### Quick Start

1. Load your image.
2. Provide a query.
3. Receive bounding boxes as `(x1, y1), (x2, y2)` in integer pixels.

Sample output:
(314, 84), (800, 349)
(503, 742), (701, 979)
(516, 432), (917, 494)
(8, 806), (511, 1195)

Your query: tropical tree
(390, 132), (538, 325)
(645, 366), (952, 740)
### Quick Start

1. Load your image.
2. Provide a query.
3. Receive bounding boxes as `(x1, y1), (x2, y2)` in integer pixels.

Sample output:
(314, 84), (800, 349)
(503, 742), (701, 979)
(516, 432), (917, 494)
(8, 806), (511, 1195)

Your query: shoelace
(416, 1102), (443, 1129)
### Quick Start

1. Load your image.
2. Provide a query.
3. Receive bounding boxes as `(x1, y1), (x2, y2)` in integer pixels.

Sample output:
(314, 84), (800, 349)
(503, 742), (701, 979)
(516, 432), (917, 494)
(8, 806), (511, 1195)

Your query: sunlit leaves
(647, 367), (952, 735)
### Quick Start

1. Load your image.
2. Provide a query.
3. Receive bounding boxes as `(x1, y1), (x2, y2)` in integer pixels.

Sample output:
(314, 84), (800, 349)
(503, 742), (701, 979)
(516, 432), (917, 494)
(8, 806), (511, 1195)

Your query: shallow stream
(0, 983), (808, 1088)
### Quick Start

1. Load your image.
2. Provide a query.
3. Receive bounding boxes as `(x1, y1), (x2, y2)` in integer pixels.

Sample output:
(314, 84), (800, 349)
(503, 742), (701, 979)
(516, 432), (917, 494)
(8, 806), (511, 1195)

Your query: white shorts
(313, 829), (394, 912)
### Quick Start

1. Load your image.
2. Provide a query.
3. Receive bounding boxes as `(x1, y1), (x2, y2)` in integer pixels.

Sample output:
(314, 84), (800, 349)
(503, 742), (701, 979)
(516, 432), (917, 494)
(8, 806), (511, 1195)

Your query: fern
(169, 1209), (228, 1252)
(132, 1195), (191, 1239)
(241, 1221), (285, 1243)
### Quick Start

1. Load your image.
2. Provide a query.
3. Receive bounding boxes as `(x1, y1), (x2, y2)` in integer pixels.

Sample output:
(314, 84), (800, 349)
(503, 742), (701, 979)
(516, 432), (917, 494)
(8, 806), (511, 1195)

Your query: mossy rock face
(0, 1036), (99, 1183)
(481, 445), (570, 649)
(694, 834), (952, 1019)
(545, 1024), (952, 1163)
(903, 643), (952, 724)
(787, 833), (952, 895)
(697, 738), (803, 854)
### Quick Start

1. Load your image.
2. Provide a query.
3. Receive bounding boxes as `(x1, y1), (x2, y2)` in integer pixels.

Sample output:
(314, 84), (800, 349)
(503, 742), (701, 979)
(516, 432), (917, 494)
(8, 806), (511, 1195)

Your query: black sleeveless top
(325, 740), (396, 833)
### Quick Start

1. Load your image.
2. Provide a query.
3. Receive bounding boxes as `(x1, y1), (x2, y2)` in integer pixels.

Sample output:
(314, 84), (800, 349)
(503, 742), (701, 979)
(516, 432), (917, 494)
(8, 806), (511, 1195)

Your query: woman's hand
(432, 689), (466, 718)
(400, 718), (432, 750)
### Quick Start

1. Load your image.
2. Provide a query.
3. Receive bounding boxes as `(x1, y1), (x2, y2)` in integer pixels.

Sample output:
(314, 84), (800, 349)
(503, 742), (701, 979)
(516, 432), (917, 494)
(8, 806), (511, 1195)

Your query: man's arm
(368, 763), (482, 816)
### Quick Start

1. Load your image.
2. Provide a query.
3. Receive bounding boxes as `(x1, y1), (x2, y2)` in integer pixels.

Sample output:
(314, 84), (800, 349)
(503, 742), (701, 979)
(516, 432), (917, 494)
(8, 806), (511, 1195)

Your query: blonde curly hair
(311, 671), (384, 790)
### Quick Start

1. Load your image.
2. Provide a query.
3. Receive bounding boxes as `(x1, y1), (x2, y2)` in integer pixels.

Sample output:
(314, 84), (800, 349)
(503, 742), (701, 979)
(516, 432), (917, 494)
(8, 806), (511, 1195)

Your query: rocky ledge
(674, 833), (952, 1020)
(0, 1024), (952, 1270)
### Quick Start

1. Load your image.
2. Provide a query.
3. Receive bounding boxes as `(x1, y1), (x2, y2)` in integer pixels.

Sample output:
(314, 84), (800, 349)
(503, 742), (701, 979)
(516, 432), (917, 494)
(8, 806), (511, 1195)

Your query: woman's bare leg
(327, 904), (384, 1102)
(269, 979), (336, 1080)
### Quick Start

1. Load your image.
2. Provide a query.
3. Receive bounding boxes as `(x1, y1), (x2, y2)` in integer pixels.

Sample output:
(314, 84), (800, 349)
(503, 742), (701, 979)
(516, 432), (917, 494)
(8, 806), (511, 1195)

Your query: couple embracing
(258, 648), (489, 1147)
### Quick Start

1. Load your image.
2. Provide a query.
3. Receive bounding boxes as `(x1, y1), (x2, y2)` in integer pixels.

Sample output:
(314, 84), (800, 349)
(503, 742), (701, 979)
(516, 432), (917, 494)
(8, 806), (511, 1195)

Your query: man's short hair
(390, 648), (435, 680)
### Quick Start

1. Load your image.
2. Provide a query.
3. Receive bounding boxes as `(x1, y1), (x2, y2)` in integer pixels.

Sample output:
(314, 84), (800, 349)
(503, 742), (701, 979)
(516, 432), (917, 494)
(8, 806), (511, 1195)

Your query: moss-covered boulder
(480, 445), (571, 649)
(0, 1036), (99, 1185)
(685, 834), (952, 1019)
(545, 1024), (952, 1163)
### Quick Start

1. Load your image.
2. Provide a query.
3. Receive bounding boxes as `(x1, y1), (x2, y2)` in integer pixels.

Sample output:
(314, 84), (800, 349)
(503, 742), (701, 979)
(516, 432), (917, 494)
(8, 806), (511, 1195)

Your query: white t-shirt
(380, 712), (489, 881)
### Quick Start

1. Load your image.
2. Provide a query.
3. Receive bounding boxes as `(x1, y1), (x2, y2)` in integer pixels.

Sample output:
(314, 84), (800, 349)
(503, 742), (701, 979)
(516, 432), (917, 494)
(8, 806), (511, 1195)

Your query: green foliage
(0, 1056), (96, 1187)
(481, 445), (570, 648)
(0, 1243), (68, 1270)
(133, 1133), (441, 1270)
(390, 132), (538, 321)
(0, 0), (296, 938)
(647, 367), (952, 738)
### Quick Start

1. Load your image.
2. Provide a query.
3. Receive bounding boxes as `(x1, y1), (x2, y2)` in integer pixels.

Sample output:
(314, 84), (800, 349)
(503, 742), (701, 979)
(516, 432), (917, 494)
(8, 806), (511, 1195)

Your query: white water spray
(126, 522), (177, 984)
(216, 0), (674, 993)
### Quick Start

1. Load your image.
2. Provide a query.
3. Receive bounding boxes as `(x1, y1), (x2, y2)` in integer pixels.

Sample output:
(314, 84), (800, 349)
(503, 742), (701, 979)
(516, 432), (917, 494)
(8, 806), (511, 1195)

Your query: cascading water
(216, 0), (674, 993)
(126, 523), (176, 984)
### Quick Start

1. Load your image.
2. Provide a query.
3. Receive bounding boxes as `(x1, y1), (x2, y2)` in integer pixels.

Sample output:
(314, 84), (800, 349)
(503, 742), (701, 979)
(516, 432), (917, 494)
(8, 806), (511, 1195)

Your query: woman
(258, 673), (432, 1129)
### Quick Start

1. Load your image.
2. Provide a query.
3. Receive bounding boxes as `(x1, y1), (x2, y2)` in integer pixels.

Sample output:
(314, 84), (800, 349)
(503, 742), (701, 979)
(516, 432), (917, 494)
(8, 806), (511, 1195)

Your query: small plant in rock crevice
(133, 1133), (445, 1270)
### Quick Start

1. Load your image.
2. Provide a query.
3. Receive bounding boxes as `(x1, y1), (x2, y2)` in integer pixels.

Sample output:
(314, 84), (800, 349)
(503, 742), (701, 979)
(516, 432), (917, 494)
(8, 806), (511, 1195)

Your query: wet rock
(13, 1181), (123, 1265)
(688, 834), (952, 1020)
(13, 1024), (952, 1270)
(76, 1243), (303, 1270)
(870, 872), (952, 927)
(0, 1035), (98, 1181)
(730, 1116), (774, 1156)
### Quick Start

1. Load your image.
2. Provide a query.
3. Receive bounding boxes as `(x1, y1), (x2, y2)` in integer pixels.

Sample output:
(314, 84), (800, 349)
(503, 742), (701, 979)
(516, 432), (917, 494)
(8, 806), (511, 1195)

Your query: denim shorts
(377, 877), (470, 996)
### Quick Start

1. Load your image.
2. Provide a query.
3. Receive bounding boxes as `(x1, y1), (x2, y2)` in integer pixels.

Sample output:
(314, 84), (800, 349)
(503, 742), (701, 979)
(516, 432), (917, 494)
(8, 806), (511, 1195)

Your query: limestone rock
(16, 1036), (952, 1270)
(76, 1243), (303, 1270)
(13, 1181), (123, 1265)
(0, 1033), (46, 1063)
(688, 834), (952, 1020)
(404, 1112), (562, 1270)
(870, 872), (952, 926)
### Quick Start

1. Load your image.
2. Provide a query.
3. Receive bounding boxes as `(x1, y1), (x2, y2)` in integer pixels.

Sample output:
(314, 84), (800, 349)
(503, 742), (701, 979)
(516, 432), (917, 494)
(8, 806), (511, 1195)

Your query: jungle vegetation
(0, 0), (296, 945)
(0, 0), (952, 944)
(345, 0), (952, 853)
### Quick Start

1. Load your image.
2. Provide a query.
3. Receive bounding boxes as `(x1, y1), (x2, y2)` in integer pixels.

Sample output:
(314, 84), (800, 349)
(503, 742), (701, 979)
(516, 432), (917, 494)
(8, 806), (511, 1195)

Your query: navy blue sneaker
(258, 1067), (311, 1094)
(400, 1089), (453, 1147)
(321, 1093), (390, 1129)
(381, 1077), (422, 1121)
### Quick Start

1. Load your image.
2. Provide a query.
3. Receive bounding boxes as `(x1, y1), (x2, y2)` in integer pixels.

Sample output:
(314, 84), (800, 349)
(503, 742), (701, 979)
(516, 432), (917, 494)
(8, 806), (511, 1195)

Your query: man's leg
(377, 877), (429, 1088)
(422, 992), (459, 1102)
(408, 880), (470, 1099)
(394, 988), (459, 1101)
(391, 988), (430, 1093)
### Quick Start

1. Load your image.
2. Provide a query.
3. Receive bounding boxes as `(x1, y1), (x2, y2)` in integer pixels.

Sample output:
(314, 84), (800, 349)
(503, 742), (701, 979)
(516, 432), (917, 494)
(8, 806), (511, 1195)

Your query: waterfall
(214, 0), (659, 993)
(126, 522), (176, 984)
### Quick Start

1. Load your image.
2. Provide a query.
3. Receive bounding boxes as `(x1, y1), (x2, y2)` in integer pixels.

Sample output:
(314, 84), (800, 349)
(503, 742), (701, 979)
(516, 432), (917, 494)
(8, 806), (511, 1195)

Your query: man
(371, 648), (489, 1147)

* * * * * * *

## Work to do
Render everything from the start of the records down to the line containing "(647, 367), (952, 735)", both ends included, as a numbered list, leaving out the blank lines.

## The output
1. ### Quick Start
2. 1. Load your image.
3. 2. Provide a query.
4. 3. Receive bounding boxes as `(x1, y1), (x2, y2)` in integer pixels.
5. Sample output:
6. (314, 84), (800, 349)
7. (503, 742), (701, 979)
8. (516, 432), (917, 494)
9. (8, 806), (511, 1195)
10. Your query: tropical tree
11. (390, 132), (538, 325)
12. (645, 366), (952, 740)
13. ### Quick Start
14. 1. Load your image.
15. 2. Provide a query.
16. 3. Receive bounding boxes as `(x1, y1), (x2, y2)` in integer pixels.
17. Sample output:
18. (314, 84), (800, 349)
19. (503, 742), (701, 979)
20. (516, 432), (917, 494)
21. (8, 806), (511, 1195)
22. Your query: shoelace
23. (416, 1102), (443, 1129)
24. ### Quick Start
25. 1. Load your image.
26. 2. Provide a query.
27. 3. Receive bounding boxes as `(x1, y1), (x2, y2)` in integer pixels.
28. Sample output:
29. (314, 84), (800, 349)
30. (503, 742), (701, 979)
31. (516, 432), (917, 494)
32. (8, 806), (511, 1195)
33. Your query: sunlit leaves
34. (647, 367), (952, 735)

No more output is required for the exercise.